-- Problem statement --
Extract all lines in the data that contain the word "instance".
--- Material for the task ---
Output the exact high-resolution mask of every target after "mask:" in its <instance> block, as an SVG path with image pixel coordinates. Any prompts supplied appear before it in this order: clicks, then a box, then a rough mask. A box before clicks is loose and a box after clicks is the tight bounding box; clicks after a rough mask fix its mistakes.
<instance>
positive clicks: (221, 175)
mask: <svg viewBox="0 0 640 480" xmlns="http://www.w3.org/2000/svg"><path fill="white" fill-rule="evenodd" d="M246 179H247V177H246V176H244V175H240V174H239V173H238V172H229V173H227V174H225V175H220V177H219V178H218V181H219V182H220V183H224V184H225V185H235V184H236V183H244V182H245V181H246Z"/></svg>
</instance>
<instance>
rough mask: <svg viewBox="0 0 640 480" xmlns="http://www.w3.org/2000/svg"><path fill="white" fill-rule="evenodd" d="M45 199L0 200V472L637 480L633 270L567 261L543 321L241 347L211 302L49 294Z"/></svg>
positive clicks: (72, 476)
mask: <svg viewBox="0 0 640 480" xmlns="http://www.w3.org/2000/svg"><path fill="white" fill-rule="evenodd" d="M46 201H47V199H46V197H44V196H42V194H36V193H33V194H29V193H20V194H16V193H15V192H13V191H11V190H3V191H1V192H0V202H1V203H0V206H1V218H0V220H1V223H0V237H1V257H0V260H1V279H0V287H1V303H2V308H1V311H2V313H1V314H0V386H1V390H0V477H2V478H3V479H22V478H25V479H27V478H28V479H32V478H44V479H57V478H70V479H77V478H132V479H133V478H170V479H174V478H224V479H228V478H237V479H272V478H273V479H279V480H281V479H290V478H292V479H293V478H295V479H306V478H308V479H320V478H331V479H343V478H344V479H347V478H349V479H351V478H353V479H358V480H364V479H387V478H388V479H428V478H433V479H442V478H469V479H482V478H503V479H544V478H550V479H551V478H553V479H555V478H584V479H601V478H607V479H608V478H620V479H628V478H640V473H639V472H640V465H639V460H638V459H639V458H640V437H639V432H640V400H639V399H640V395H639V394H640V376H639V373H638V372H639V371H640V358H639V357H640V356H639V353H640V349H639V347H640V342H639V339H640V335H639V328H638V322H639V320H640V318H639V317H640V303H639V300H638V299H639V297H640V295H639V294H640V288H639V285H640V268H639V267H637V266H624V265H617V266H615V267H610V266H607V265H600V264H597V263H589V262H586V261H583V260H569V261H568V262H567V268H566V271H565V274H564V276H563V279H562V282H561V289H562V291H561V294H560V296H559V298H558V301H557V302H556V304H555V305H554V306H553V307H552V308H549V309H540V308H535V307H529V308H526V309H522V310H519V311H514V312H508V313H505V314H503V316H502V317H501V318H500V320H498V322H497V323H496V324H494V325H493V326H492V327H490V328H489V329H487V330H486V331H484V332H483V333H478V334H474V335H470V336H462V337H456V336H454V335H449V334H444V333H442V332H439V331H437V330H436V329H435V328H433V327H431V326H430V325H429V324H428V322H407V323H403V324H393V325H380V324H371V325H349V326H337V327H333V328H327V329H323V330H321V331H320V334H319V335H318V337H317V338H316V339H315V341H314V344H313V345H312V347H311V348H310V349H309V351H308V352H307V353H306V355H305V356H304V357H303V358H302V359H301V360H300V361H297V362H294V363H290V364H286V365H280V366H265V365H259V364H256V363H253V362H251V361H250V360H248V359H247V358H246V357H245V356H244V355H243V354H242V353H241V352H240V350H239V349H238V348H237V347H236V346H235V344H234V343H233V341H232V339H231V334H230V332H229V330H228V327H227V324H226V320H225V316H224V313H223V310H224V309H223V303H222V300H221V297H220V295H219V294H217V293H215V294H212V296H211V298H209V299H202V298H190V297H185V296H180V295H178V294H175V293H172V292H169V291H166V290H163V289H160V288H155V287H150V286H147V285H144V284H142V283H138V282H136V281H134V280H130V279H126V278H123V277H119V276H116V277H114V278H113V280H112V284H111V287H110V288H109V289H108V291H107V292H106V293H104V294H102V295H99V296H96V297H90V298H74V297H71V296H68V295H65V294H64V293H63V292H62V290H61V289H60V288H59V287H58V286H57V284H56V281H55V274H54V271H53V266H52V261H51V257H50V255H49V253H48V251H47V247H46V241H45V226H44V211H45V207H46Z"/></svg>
---
-- Task output --
Output the exact high-resolution mask of every target after "mask:" in its <instance> block, as an SVG path with image pixel coordinates. Any prompts supplied appear before it in this order: clicks, then a box, then a rough mask. A box before clicks is loose and a box after clicks is the tight bounding box; clicks after a rough mask fix its mistakes.
<instance>
</instance>
<instance>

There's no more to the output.